WHAT THE TASK ASKS: Please carry on the passage about PwC and Deloitte pay from the point where it stops.

TEXT EXCERPT:
Begin

2012: Unless PwC has decided that prestige is something that it's no longer obsessed with, we expect that the firm will reward its top performers handsomely. Plus, that's what they said they would do under the new comp structure, so it wouldn't look very good if they broke a promise after one year. Also, Dennis Nally has gone on the record to "expect growth to remain healthy in FY 2012," so that's a decent sign that things could be good. Granted, some people will never, ever be satisfied but overall, we predict that most soldiers at all levels of Papa Whiskey Charlie will be content with their numbers.
Deloitte
2011: Deloitte spent last year throwing their size around. They had finally jumped PwC in revenues and we're feeling pretty good about it, so if you were a member of Gang Green, you were probably expecting something especially generous to accompany the bloviating. That's what the early rumors were, and partners were given cheat sheets on how to communicate the news, but then in the middle of summer, Deloitte started putting together a new structure that looked a lot like PwC's. That is, Senior Associates would make approximately 1.5x their starting salaries in three years, managers making 2x their starting salary and so on and so forth. Deloitte has always been a "monkey see" type firm, so you might have thought, "oh, this could be okay." But when numbers started coming in, they weren't great – not awful – but not up to the level that a lot of people were expecting.

End

[Entries for pointing and labeling]
Begin

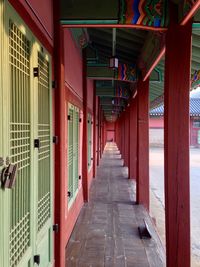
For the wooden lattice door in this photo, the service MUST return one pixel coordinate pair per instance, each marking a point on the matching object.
(26, 209)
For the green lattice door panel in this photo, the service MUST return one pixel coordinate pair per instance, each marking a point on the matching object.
(76, 147)
(26, 209)
(73, 152)
(70, 153)
(20, 143)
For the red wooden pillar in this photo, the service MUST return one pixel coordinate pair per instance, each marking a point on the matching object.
(176, 121)
(126, 136)
(85, 133)
(94, 131)
(60, 152)
(133, 139)
(128, 141)
(98, 133)
(142, 193)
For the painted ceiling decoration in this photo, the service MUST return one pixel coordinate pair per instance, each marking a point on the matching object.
(150, 13)
(80, 36)
(185, 6)
(122, 92)
(126, 72)
(144, 12)
(133, 31)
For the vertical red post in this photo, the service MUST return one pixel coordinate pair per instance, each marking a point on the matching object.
(98, 134)
(133, 139)
(142, 193)
(60, 153)
(176, 122)
(85, 133)
(128, 141)
(94, 131)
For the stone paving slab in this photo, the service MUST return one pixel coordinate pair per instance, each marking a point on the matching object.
(106, 232)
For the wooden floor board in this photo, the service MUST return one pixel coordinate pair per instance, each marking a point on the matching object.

End

WRITTEN RESPONSE:
2012: Deloitte's reign as biggest was a one-hit wonder, so you've got to think that they'll make up for their shortcomings by throwing some money at their loyal little Dots. However, recent analysis showed Deloitte to be the growing second slowest for FY2011 and it is only halfway through its "four-year US$1 billion investment program," so that could be cause for concern. The bright side is that Deloitte usually recognizes mistakes when they are made, and isn't afraid to try and make it up to employees.   
Ernst & Young
2011: You could argue that Ernst & Young had the most disappointing year as a firm because it had the slowest revenue growth, but E&Y compensation seemed to have kept pace with its P. Dubs and Deloitte.   There wasn't much in the area of fancy schmancy new structures (unless you're holding out on us), UPDATE: Someone (I'm guessing an E&Y employee with delicate sensibilities) pointed out Adrienne's post from last August that more or less states that 12 years with the firm will make you partner (or something) material. Funny thing, the upward trajectory of the arrow in the document looks pretty simiar to the tornado lookin' thing in the PwC document. Well, whatever. E&Y's top performers across all business lines seemed to have gotten paid last year and we all know that's really what matters.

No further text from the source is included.